* Listed records:
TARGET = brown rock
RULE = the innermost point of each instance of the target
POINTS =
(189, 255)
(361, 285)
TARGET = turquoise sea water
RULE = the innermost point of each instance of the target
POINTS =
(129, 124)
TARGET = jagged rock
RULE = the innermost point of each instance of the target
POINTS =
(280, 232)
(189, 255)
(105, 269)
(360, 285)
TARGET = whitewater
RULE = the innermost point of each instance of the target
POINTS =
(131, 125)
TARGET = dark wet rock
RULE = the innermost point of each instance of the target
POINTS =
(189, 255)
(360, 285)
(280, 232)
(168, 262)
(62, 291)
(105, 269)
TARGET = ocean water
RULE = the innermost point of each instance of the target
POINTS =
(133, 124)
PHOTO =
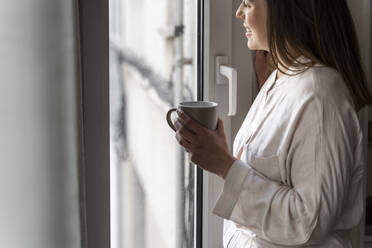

* Directive:
Convert every line of the material above into a numbered list, omitting blank lines and leaving out the picture.

* Response for this exercise:
1. TARGET = brown rock
2. RULE = the innermost point of each instance of the target
3. POINTS =
4. (189, 255)
5. (361, 285)
6. TARGET = turquoise sea water
7. RULE = the innermost point of each instance of the target
8. POINTS =
9. (129, 124)
10. TARGET = jagged rock
11. RULE = the innermost point of each instance of the target
12. POINTS =
13. (280, 232)
14. (189, 255)
15. (105, 269)
16. (360, 285)
17. TARGET = whitewater
18. RULE = the innermost point of each instance of the target
19. POINTS =
20. (131, 125)
21. TARGET = dark wet rock
22. RULE = the innermost point of each instance of the target
23. POINTS =
24. (189, 255)
25. (360, 285)
26. (280, 232)
27. (168, 262)
28. (62, 291)
29. (105, 269)
30. TARGET = ocean water
31. RULE = the innermost point of each instance of the target
32. POINTS =
33. (133, 124)
34. PHOTO =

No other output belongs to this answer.